Data items:
________

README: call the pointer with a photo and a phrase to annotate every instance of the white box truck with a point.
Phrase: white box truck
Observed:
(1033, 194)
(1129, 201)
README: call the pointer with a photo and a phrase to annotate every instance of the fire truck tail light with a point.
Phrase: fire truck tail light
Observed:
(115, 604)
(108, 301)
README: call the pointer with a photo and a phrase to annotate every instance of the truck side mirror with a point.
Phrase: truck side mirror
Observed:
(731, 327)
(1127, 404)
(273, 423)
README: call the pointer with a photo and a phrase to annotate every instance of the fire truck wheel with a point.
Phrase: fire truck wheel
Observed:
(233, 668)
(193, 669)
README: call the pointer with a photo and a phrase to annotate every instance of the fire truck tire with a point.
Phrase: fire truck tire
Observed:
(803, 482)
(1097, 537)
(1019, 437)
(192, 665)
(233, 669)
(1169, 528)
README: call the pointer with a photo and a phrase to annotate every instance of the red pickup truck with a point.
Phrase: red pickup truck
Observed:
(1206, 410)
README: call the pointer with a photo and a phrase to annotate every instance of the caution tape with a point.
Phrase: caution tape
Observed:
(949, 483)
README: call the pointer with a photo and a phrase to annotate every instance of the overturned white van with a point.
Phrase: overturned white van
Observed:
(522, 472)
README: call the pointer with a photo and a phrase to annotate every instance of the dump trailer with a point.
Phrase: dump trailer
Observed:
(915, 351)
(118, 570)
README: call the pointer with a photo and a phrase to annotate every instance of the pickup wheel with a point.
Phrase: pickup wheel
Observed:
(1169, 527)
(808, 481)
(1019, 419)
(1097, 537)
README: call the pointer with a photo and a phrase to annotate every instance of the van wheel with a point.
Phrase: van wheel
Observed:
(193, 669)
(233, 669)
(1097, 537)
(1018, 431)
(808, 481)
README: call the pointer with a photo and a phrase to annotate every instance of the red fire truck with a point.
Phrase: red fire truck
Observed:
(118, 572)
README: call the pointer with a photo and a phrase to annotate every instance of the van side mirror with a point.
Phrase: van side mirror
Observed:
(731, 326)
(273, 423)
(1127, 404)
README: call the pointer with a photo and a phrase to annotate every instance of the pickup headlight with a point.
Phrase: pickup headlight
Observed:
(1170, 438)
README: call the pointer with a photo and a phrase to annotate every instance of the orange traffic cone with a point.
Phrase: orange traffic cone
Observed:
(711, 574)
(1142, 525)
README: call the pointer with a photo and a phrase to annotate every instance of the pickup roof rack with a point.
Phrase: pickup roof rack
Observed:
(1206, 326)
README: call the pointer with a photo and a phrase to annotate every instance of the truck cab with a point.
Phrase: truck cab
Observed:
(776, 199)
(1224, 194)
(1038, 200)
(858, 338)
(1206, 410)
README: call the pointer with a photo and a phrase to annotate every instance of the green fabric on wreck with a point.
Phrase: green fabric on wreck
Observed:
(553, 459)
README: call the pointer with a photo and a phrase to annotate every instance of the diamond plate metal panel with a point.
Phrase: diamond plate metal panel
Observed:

________

In the records, locate each line holding the string "roof" and copy it.

## Expected answer
README: call the pointer with a photo and a phrase to annotate every instance of the pickup roof rack with a point.
Phrase: pickup roof rack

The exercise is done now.